* Activity
Report each line from the records where the string "summit" turns up.
/---
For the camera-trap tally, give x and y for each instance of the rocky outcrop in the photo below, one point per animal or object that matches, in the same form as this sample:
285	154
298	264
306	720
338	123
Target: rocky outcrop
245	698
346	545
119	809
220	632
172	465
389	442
\---
/---
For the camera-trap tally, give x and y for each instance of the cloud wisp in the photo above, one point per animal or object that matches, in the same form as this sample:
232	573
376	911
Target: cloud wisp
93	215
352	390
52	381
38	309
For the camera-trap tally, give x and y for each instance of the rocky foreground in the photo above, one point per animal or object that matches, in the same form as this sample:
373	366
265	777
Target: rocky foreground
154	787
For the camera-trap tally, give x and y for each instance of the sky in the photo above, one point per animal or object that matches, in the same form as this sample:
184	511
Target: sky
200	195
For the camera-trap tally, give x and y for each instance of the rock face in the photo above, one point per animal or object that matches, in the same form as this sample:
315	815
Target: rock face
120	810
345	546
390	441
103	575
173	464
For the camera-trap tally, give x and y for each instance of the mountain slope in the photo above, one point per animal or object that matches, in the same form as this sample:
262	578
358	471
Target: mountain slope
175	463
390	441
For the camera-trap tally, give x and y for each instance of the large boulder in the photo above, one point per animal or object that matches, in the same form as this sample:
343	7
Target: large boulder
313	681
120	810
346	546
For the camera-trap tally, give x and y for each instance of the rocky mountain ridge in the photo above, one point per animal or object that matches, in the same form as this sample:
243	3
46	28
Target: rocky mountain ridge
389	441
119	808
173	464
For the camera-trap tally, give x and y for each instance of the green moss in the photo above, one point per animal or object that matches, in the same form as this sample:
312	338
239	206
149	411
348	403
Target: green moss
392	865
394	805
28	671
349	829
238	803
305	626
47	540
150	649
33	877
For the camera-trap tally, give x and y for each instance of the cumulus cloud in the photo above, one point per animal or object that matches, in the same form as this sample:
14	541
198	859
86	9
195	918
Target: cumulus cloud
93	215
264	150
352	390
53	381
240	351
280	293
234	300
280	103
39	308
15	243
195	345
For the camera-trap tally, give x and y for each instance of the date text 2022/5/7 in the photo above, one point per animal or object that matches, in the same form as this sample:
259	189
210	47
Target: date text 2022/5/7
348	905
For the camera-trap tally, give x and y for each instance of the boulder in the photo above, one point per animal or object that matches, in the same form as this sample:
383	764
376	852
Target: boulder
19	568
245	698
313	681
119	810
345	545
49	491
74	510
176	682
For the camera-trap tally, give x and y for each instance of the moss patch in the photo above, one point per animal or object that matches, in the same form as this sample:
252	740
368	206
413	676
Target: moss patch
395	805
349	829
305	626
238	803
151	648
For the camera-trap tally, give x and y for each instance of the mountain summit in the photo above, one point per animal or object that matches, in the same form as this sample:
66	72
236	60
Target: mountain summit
\---
* Written response
For the camera-trap tally, give x and y for each instance of the mountain summit in the photo above, one point per animal or object that matches, in the same form as this sample:
Target: mountain summit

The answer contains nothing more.